## Given passage
BEGIN
Don't forget, improving safety in the MRI suite includes infections like MRSA. It's not that hard to kill MRSA on inanimate objects. But as usual, it's about ENFORCEMENT!!!

Posted by: Greg Pawelski | Jan 19, 2009 10:04:19 AM

Are the event rates listed true 'rates' or 'incidents'...ie what is the denominator? If indeed the incidence/population base is increased 185% this is a serious problem, or does this relate to a concomitant increase in the total number of MRIs? Certainly more alarming to me is the tremendous total number of 'costly' imaging studies as a frequent substitute for basic clinical evaluation.

Posted by: Stephen Motew | Jan 19, 2009 11:24:36 AM

Stephen Motew - to your question about the real rates of accidents... FDA data, which I cite in the piece, shows a 185% increase in the 2007 numbers of MRI accidents over the 2004 (baseline) data. In the three elapsed years, MRI volumes have grown at about 3% per year, so a net volume growth of 10% over that 3 year period.

The problem (or one of them, at least) is that the FDA MRI accident data is so - profoundly - under-representative of what actually happens. If you compare the MRI-classified accident data from the State of Pennsylvania's mandatory reporting system (and it's not mandatory for all providers within the state, either), and extrapolate the numbers out over a period of time, it turns out that Pennsylvania, alone, has more MRI incidents than does the whole of the USA as represented by the FDA's data! The reporting criteria aren't identical, but to have such wildly different numbers defies rational explanation.

Sources familiar with accident reporting and MRI safety have theorized, based on exemplars from other systems, that the FDA data captures something less than 10% of occurring accidents. In fact, system comparisons between the FDA's data and that collected internally within the VA led a former co-director of the VA's National Center for Patient Safety to theorize that the FDA's numbers may be two orders of magnitude disparate from reality.
END
## Data to examine
BEGIN
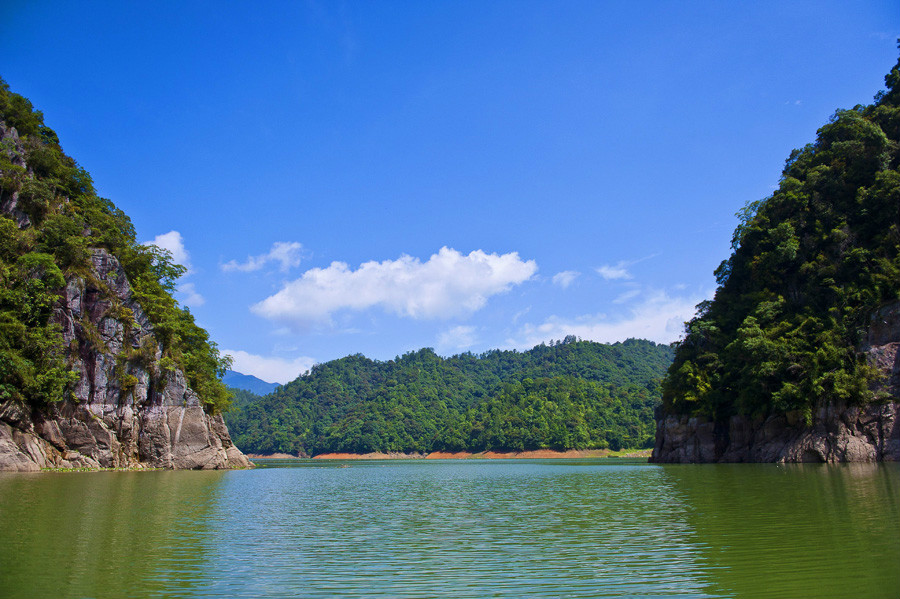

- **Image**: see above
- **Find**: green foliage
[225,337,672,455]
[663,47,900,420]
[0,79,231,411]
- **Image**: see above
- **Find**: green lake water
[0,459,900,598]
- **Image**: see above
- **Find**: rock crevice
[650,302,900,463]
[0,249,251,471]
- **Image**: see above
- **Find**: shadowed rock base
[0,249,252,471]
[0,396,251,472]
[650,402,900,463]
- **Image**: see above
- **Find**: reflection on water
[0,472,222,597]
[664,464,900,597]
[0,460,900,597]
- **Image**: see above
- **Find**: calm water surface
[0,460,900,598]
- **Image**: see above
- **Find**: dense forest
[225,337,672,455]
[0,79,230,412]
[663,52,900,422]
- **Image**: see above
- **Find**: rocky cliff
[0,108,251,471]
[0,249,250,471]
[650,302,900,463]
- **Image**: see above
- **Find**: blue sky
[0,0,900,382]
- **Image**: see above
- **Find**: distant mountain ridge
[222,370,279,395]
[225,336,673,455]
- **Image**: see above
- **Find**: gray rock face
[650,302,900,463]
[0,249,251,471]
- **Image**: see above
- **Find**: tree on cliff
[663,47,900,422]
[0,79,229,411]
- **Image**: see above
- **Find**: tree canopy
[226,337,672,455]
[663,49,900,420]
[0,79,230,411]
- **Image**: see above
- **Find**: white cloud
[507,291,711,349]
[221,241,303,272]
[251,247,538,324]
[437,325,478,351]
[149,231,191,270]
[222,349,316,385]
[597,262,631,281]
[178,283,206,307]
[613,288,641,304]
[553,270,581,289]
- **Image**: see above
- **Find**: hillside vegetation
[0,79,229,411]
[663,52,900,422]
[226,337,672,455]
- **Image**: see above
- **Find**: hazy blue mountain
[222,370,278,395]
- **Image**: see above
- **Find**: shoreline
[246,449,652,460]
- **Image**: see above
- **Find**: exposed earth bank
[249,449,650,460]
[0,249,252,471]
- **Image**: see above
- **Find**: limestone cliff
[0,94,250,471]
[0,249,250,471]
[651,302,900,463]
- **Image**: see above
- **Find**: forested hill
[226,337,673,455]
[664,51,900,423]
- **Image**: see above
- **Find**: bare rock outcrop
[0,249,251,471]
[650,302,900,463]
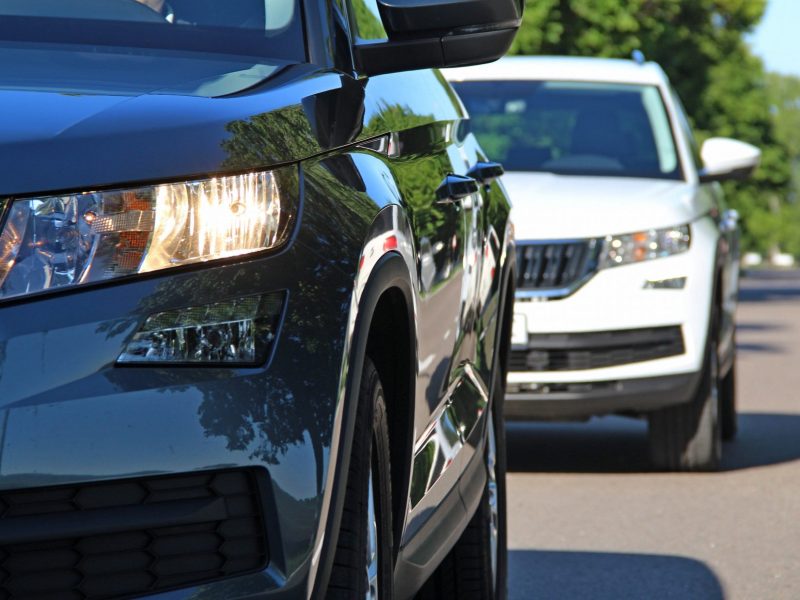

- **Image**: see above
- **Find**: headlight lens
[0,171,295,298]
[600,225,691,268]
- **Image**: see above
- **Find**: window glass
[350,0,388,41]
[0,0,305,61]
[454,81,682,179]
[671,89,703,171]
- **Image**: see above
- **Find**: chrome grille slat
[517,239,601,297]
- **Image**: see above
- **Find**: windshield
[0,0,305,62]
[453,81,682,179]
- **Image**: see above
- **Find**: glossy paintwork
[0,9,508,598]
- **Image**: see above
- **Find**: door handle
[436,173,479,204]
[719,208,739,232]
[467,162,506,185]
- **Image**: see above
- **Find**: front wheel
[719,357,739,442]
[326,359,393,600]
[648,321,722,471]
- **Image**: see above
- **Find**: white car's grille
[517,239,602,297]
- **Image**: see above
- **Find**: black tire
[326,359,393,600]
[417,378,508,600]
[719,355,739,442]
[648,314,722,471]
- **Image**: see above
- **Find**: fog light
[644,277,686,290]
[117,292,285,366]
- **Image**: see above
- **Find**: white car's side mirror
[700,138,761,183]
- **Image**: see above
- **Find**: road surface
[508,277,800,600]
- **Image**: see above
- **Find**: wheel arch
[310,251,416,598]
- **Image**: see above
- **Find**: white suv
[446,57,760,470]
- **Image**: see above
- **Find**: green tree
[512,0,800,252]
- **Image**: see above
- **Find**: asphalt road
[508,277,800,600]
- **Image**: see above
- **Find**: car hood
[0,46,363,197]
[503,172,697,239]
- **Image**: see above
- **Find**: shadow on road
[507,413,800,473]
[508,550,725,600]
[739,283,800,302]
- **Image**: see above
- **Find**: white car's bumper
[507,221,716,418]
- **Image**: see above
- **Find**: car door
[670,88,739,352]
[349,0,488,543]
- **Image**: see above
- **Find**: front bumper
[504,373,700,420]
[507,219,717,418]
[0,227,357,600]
END
## Parts of the exercise
a) In the MRI safety comments, about how fast did MRI volumes grow each year over the three elapsed years?
b) Using the MRI safety comments, decide whether each statement agrees with them, and back each yes or no with the deciding words quoted from the comments: (i) FDA data shows a 185% increase in MRI accidents in 2007 compared with 2004. (ii) Pennsylvania's reporting system is mandatory for every provider in the state. (iii) Sources have theorized that the FDA data captures more than half of the accidents that occur.

## Answers to the exercises
a) About 3% per year.

b)
(i) Yes: "FDA data, which I cite in the piece, shows a 185% increase in the 2007 numbers of MRI accidents over the 2004 (baseline) data."
(ii) No: "it's not mandatory for all providers within the state, either"
(iii) No: "the FDA data captures something less than 10% of occurring accidents"